((

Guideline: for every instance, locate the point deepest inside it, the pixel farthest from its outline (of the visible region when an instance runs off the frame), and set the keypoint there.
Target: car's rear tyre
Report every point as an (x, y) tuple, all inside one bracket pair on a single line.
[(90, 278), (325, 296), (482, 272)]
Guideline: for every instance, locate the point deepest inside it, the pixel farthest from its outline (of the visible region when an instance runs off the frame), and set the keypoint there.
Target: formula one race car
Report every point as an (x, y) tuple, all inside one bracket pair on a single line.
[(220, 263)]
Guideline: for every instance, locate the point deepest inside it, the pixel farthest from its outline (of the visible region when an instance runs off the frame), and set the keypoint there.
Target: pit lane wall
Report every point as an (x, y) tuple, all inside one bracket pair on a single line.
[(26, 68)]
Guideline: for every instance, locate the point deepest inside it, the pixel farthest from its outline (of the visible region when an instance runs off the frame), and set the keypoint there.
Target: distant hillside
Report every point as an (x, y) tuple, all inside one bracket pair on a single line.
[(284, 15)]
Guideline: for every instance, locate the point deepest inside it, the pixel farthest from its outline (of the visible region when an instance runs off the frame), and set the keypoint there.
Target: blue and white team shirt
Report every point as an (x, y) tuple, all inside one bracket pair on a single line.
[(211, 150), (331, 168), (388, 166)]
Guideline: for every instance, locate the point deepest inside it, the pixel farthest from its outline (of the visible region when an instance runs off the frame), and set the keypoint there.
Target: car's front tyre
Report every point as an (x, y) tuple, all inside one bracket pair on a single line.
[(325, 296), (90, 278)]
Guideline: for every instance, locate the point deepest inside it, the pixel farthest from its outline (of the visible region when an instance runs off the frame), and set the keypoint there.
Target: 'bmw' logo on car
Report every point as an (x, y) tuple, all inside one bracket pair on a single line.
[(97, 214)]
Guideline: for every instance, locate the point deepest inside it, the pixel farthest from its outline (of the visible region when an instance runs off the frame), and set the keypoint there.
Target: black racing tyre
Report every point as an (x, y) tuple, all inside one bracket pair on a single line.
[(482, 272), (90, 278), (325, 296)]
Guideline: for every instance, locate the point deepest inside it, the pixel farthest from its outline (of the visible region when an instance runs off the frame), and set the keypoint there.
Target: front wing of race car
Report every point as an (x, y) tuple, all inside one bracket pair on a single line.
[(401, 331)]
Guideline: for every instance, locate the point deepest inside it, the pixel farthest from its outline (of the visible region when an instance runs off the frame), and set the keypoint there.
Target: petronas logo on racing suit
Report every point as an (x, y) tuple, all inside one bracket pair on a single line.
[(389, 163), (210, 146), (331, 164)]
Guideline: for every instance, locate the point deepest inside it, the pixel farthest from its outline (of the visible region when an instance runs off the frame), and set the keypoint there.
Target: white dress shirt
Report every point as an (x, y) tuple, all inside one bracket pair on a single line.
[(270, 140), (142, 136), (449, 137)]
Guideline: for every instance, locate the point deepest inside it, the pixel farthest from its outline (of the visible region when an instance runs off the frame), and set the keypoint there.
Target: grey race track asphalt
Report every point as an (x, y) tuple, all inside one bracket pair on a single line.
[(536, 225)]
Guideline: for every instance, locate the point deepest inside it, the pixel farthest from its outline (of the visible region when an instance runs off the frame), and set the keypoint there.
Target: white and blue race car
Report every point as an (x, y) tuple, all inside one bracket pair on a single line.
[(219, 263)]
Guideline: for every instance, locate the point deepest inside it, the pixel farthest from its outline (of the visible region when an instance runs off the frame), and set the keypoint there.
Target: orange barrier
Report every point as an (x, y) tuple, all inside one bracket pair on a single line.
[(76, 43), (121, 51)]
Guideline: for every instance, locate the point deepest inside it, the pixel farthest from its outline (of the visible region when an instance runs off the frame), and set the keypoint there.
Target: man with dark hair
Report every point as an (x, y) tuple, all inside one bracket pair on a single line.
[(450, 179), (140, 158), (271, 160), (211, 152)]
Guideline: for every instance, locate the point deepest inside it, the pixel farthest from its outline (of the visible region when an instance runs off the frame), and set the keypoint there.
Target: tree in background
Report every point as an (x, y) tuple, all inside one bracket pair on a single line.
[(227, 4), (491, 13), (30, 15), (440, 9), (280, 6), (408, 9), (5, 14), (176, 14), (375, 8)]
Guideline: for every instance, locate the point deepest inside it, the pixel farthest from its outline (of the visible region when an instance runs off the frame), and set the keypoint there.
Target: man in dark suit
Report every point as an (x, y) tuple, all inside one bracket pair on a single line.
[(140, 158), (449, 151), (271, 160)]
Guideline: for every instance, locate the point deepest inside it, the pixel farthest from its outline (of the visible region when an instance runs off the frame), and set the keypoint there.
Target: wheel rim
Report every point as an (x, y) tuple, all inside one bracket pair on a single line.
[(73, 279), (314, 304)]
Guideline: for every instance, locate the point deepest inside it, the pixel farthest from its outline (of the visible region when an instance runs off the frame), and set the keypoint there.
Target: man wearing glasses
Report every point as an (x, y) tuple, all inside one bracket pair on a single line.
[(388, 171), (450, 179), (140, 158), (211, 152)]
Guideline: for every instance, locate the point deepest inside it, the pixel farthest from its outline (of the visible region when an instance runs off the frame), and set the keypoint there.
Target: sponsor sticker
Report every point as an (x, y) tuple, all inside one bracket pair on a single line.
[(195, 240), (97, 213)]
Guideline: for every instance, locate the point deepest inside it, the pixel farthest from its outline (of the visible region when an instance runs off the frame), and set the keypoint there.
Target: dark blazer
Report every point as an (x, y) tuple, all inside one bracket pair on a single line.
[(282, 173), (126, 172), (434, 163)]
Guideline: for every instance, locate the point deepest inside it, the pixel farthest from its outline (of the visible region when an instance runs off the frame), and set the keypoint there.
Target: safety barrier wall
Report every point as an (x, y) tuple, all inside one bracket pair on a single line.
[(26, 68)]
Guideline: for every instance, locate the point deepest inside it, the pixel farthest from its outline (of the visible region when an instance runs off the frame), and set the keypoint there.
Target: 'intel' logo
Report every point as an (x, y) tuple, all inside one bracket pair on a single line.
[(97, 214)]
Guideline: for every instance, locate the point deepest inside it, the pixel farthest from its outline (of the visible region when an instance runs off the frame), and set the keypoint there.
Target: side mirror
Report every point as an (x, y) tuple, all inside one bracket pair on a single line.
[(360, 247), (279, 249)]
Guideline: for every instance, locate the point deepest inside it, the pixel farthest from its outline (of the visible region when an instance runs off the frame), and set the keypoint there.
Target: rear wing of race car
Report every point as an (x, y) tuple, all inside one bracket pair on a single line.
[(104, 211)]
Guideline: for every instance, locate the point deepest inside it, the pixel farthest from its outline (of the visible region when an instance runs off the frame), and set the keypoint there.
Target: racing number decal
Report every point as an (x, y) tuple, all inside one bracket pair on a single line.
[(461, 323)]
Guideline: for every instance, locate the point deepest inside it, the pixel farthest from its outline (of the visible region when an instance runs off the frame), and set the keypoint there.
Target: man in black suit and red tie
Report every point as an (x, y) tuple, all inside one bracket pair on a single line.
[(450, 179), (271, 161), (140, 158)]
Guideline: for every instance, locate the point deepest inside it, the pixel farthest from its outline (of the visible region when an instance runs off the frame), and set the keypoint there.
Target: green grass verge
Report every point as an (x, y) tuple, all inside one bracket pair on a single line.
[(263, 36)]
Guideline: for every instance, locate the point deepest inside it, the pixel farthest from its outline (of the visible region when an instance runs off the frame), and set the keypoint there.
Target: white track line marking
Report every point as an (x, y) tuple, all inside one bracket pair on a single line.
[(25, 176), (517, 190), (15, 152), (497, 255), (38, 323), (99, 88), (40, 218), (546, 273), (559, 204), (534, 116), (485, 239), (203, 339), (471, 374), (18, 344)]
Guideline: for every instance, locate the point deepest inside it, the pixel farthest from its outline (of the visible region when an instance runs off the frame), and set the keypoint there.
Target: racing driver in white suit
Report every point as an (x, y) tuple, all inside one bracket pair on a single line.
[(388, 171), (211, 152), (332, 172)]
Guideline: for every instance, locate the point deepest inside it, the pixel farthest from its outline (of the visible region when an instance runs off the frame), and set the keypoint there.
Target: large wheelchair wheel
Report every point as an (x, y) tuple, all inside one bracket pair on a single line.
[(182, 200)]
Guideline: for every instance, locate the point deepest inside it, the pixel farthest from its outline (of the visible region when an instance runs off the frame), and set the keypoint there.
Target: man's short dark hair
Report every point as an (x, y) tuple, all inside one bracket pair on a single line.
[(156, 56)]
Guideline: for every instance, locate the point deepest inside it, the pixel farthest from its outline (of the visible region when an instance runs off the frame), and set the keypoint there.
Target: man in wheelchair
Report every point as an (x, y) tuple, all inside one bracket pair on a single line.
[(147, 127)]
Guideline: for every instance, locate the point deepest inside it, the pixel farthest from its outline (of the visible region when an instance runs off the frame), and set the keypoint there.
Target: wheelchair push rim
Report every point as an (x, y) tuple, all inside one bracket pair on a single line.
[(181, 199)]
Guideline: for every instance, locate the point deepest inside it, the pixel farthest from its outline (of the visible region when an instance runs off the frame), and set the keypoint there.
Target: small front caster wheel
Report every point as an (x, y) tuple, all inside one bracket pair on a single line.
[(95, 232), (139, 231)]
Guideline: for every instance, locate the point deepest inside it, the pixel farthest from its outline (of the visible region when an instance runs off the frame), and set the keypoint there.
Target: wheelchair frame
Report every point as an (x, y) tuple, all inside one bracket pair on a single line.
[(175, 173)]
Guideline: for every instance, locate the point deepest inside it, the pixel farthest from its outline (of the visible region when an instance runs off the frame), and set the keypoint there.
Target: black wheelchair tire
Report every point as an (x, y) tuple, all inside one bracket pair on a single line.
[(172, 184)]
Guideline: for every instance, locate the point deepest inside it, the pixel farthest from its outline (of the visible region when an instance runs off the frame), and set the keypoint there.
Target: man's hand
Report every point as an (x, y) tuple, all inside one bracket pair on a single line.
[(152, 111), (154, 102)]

))

» **The problem**:
Please locate every line in the material that contains the word "race", matching case exactly, and copy each of those lines.

» **Solution to this problem**:
Target: formula one race car
Target: front wing of race car
Target: grey race track asphalt
Target: white and blue race car
Target: rear wing of race car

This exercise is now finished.